[Tasks to complete]:
a – In the blog post about derivatives, shorten the paragraph that begins "When a well-known, well-respected" and keep its main facts.
b – Continue the blog post on capping derivatives, picking up after its final sentence.

[Passage to read]:
Corpania Ideas

CAVEAT! I'm an amateur philosopher and idea-generator. I am NOT an investment professional. Don't take any of my advice before consulting with an attorney and also a duly licensed authority on finance. Seriously, this my personal blog of random ideas only for entertainment purposes. Don't be an idiot.

Sunday, April 25, 2010

My solution to the "Incalculable Derivatives" Accounting Problem!

I just solved the "Incalculable Derivatives" Accounting Problem!

When a well-known, well-respected "Whale" (Casino term for a big gambler) shows up in Vegas he often gets to gamble on credit extended by the Casino. But there is a maximum he can bet on credit before the casino will demand a wire-transfer payment. The casino decides what amount the whale is good for on-credit and beyond that it's no more Mr.Nice Guy. If only Wall Street were so wise!

Here's my solution - Government/SEC should mandate that ALL future derivatives have a "maximum value".

e.g. a Call Option could then be a right to buy a given security at a certain strike price (as normal) but the change would be that the right can be exercised no more than X amount "in the money" (where X is an extremely big number). So Google stock is trading at $550 a share and this extreme derivative call option (for a single share) has a strike price of $10,000 with an expiration date of 3 months from now. Because it is so "out of the money" it trades for $0.01 and some bank is selling millions of these options because it's so utterly sure Google won't rise above it. Without my idea, if Google goes to $20,000 per share just before expiration then each option that the bank sold for $0.01 it will now have to pay out at $10,000. Consequently, if the bank sold millions it would be "on the hook" for tens of billions in losses. But with my idea, X could be "ten thousand times the original price of the derivative". So any investment in a derivative could get a 10,000 ROI but no more. In that specific Google hypothetical example the X number is "10,000" which is multiplied by the price "$0.01" which would equal $100. So when the option was exercised the strike price would "reset" to $100 less than the current price (which would then be $19,900).

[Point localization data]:
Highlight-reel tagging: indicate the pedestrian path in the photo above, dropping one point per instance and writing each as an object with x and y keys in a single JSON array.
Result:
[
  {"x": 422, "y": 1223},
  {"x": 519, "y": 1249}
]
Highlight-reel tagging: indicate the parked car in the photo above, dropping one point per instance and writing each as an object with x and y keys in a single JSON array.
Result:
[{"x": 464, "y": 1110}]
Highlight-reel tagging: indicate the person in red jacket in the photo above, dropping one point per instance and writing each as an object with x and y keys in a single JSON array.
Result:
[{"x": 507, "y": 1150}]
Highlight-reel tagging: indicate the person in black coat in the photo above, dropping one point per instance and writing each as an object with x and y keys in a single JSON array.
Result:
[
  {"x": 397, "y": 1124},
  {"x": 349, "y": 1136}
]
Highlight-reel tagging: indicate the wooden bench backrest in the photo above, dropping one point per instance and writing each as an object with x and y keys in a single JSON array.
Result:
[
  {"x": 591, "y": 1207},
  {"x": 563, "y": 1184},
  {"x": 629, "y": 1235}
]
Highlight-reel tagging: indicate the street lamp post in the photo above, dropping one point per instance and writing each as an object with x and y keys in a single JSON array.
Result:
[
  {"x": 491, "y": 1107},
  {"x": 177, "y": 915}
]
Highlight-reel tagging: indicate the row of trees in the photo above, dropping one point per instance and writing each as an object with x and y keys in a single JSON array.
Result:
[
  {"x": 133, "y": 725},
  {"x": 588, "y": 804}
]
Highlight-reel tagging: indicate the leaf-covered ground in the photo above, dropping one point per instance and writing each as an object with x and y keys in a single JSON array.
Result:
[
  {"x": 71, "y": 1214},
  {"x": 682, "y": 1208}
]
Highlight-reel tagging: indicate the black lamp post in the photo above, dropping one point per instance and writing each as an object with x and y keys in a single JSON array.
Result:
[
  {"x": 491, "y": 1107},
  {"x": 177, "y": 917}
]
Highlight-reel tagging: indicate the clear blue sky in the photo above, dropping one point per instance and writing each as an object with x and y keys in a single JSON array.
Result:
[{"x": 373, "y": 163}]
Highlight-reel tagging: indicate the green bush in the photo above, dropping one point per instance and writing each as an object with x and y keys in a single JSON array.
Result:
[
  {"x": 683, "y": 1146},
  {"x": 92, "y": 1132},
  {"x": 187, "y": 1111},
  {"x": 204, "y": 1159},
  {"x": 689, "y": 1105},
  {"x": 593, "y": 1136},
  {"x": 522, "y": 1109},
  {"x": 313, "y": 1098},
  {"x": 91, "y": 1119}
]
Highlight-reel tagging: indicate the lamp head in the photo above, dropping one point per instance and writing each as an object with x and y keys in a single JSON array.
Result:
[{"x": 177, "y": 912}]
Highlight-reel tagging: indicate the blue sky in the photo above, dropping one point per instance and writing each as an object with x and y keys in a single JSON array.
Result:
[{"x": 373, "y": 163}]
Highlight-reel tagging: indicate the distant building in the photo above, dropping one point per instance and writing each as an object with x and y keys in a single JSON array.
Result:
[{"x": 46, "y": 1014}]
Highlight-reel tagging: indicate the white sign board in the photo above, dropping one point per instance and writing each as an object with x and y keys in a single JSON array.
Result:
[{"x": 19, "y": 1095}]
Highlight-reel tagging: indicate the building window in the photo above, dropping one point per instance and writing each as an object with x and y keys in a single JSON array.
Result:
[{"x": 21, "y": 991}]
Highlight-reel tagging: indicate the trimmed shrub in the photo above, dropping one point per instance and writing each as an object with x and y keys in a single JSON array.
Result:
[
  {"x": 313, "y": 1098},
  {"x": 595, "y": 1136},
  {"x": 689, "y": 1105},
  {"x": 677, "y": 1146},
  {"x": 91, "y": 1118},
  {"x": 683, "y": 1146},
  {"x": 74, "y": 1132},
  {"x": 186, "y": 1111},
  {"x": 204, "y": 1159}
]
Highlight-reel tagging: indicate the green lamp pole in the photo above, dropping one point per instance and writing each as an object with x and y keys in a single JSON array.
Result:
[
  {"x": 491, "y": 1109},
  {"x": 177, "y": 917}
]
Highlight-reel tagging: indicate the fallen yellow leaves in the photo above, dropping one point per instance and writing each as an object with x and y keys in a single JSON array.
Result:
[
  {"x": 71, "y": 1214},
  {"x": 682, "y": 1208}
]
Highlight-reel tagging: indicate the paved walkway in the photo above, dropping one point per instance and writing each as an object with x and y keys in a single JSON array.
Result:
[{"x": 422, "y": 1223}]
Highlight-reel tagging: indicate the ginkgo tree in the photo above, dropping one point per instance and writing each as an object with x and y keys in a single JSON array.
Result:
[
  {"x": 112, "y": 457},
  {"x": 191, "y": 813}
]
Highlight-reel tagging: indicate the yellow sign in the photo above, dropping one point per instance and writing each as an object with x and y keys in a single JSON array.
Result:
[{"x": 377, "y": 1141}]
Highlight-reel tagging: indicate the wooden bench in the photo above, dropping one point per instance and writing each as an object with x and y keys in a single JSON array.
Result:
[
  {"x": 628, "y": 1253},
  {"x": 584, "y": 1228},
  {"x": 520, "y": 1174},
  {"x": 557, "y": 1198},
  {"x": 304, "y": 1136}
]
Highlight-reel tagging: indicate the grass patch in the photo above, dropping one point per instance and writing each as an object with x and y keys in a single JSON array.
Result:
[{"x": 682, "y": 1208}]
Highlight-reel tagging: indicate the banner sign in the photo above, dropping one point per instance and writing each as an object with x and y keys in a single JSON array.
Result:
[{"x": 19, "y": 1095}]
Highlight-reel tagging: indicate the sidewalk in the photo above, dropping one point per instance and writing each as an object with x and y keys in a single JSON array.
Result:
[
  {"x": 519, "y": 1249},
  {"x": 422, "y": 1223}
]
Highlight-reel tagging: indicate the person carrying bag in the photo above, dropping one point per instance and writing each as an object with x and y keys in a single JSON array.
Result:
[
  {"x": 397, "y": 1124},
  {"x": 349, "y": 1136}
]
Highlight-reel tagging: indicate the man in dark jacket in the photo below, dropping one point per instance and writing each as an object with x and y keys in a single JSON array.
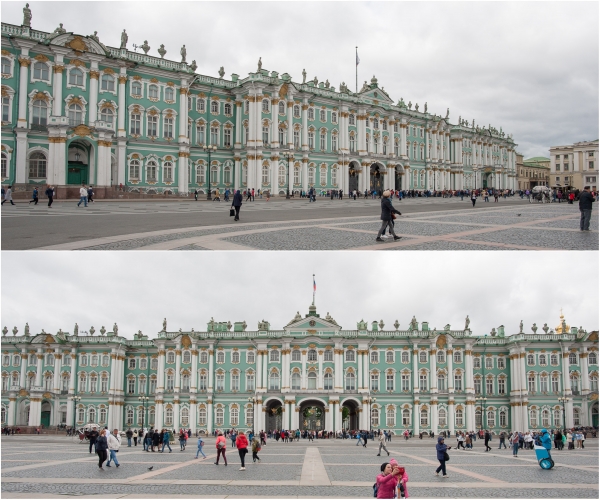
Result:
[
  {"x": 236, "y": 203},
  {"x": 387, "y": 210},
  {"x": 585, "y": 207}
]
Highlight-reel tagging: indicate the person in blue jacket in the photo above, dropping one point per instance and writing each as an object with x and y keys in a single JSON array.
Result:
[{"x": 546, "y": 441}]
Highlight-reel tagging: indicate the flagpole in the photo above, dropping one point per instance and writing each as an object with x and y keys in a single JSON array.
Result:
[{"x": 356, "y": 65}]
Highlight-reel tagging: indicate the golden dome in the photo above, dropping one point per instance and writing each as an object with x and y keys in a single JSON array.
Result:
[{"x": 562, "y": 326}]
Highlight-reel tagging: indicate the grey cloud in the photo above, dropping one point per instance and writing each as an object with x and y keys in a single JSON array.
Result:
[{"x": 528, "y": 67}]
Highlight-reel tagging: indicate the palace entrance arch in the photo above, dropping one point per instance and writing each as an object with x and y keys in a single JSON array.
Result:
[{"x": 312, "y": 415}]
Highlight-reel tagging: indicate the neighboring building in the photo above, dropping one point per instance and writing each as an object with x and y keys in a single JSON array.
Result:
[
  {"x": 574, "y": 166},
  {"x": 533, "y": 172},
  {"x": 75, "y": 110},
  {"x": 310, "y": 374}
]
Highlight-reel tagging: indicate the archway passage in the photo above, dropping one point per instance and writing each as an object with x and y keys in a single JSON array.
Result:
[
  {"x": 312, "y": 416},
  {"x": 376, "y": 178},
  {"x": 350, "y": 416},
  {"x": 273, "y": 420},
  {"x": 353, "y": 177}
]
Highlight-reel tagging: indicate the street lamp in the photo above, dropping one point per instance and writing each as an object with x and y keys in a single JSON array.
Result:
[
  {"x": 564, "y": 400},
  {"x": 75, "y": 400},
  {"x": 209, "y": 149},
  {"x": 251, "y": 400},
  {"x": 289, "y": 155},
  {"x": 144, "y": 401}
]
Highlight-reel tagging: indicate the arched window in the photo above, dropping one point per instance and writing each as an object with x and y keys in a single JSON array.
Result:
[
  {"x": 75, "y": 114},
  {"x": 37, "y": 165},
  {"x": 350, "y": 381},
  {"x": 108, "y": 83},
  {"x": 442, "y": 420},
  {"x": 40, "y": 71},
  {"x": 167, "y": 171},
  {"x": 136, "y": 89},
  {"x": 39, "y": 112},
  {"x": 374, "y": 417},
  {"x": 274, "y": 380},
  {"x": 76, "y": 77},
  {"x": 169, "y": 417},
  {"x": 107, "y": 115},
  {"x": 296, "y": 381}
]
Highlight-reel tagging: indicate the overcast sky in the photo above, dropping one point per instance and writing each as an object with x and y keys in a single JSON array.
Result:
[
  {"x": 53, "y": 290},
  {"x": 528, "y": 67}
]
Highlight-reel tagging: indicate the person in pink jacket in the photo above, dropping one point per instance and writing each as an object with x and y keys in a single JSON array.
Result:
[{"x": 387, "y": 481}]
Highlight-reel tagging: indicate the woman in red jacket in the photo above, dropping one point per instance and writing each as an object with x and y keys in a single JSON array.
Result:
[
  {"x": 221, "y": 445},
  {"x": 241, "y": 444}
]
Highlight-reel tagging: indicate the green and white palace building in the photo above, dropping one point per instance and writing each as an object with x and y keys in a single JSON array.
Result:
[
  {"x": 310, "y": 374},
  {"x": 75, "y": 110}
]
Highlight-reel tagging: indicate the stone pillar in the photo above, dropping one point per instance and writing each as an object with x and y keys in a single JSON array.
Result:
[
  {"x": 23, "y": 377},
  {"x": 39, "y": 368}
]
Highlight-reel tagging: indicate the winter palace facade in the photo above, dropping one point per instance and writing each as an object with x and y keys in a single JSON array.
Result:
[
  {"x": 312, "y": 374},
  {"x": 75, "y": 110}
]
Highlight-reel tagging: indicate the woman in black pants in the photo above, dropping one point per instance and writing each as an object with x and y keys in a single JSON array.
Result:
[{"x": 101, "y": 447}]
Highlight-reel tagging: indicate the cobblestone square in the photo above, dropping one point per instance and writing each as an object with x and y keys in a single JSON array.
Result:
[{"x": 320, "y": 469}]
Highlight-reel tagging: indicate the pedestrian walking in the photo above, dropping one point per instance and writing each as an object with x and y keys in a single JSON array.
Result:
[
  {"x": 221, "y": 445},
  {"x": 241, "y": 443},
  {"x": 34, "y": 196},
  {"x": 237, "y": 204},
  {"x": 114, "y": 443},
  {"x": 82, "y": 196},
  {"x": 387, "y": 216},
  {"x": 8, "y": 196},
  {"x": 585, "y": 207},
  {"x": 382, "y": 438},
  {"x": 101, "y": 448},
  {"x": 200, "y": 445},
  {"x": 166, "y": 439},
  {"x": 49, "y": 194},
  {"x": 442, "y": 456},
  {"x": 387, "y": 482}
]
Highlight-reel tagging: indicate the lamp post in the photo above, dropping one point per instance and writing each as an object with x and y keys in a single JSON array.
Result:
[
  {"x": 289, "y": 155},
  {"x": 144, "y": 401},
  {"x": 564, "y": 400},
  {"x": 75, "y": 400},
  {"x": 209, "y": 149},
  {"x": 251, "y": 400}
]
--
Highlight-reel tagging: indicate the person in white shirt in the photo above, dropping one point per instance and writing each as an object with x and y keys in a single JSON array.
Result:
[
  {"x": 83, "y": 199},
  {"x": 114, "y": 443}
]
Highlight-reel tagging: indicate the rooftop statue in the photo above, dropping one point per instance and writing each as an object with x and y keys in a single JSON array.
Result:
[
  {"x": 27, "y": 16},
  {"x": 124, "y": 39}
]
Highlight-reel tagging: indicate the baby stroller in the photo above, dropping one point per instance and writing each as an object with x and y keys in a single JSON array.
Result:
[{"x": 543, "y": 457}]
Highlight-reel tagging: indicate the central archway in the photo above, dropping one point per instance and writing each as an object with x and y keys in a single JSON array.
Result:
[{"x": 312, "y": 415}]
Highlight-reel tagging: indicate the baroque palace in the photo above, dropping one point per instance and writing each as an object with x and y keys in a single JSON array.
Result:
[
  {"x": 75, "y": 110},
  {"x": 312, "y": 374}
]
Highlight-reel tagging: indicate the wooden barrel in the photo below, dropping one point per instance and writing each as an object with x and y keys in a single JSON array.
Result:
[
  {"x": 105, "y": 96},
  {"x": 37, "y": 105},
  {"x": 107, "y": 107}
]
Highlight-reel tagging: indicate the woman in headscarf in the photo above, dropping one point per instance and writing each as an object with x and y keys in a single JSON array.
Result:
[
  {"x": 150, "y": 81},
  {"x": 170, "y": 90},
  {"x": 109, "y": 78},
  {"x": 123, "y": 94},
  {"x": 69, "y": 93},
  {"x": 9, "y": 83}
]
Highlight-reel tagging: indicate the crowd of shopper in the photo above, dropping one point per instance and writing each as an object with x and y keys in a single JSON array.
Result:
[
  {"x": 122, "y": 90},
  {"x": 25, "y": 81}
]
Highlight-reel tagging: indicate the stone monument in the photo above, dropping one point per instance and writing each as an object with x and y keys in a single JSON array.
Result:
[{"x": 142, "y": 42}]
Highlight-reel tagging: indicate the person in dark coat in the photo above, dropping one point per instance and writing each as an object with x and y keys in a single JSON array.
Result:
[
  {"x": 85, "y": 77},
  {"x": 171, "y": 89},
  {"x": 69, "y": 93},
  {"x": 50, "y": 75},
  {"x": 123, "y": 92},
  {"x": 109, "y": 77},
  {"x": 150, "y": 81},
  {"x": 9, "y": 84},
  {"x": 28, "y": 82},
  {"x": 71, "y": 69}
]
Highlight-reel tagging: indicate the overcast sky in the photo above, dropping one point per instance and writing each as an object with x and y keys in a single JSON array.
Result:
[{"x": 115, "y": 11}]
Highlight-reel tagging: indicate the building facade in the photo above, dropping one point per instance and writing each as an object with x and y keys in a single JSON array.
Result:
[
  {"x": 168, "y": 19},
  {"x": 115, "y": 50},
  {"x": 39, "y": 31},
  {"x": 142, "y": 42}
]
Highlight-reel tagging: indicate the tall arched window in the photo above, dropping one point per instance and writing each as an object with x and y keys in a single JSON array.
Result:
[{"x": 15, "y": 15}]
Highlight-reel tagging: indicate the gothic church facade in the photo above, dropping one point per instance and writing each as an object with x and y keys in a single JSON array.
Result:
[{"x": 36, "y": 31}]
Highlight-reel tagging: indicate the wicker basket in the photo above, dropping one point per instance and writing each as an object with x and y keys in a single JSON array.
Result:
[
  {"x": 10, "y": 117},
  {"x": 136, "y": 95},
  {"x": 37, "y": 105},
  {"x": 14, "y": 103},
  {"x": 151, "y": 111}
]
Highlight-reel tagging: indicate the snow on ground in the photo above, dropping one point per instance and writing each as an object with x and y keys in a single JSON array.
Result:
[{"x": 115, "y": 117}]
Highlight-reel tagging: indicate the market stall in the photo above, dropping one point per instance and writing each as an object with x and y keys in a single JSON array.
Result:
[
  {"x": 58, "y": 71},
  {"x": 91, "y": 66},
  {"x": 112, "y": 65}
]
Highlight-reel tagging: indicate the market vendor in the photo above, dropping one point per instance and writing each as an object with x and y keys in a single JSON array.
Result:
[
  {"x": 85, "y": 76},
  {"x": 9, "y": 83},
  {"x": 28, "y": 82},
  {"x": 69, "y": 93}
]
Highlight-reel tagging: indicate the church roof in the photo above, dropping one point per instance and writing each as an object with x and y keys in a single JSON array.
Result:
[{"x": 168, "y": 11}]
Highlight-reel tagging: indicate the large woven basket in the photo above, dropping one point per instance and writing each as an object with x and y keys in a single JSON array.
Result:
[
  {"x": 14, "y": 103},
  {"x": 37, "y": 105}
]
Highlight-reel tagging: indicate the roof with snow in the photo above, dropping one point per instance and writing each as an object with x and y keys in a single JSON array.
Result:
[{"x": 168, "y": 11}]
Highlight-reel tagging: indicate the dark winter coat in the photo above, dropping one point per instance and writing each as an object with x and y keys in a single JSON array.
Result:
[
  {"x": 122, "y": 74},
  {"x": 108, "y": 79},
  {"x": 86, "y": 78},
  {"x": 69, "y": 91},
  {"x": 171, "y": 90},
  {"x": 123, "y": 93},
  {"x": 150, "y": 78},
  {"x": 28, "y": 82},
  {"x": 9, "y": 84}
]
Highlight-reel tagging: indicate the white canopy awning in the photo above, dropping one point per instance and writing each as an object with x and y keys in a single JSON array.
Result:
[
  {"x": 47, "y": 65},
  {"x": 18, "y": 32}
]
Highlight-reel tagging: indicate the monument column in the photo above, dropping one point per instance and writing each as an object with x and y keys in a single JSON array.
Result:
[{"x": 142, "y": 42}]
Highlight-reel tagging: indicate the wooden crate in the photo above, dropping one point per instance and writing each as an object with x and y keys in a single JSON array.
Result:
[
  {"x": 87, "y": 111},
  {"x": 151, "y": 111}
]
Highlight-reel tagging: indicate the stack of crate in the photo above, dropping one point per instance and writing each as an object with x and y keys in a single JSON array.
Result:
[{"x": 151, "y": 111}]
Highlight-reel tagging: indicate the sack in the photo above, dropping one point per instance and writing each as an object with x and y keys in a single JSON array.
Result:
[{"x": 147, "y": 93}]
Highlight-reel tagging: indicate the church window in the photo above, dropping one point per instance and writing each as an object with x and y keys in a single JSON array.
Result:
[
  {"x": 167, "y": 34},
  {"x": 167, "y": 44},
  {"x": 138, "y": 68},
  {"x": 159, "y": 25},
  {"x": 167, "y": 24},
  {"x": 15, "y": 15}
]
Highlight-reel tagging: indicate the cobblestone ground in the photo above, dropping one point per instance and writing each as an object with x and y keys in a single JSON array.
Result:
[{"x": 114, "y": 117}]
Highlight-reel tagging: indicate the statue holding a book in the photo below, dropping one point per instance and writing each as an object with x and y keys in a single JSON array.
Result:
==
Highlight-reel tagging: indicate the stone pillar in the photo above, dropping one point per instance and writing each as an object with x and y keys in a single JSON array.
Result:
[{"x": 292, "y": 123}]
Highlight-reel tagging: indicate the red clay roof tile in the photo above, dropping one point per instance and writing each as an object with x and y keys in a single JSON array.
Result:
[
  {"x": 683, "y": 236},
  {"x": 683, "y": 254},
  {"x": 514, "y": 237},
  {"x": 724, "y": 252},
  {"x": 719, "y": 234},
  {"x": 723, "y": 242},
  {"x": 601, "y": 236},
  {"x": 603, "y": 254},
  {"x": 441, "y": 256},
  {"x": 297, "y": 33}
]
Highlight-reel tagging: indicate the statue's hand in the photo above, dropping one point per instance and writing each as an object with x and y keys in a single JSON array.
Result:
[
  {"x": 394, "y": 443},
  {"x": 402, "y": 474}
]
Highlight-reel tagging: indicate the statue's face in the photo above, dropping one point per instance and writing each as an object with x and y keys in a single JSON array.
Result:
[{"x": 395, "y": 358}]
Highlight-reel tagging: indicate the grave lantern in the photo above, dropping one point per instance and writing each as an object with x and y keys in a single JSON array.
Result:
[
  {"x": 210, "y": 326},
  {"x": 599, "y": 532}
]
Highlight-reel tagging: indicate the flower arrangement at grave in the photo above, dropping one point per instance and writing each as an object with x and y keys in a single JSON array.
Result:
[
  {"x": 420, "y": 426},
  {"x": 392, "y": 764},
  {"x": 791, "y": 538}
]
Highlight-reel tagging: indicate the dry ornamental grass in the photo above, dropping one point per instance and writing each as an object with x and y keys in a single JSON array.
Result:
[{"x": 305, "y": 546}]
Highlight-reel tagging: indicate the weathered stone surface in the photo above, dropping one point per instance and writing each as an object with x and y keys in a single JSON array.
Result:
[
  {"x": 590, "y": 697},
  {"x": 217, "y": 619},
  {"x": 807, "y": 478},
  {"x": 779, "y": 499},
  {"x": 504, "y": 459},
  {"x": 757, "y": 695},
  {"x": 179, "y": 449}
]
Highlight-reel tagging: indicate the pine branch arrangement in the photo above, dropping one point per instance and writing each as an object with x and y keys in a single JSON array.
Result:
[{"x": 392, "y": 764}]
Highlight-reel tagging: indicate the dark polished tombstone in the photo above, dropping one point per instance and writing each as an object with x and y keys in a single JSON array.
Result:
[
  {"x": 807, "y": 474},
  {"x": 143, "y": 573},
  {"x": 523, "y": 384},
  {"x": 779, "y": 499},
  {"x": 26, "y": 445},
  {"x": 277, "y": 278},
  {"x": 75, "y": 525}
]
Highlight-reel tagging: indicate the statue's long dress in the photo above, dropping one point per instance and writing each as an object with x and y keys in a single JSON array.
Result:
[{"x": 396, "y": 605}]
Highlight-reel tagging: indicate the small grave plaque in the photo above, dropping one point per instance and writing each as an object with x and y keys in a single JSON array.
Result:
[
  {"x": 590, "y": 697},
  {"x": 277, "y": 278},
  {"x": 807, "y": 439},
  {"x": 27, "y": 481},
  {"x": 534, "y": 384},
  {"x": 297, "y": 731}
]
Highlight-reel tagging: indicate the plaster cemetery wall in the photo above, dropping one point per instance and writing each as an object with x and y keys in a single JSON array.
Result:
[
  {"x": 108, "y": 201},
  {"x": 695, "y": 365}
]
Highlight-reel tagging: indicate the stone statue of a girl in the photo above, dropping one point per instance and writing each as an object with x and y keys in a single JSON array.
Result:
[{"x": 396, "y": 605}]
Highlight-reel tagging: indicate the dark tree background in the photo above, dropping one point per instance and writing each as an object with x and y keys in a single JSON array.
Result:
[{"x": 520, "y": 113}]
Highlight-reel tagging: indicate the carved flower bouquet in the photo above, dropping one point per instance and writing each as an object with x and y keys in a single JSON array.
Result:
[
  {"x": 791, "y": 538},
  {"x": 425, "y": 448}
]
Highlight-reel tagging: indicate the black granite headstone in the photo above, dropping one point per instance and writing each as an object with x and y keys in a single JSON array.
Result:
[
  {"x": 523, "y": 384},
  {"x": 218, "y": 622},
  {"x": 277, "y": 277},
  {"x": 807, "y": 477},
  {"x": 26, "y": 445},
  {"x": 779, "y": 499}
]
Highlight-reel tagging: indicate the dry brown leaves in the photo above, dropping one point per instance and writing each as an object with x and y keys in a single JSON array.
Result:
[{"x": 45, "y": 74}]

[Expected results]:
a – A casino often lets a well-known big gambler, or "whale," bet on credit. It sets a limit on how much he can bet that way. Past that limit, it demands payment by wire transfer. The author wishes Wall Street were as wise.

b –
For over 99.999% of derivatives, well over 99.999% of the time, this wouldn't make a difference to either party (buyer or seller) because X would be such an extremely big number. And for when the markets go crazy, there is a maximum loss/gain that would limit absurd swings that serve no value to the economy. Consequently, all future "toxic assets" would have a known upside & downside for much more effective accounting!

When one bank wants to write uncovered calls (or any "naked" derivatives) it would have to list publicly (to the rest of the market) what its maximum downside pay-out would be. Then we wouldn't have the problem of "incalculable derivatives". And hopefully, that would lead to more judicious investing.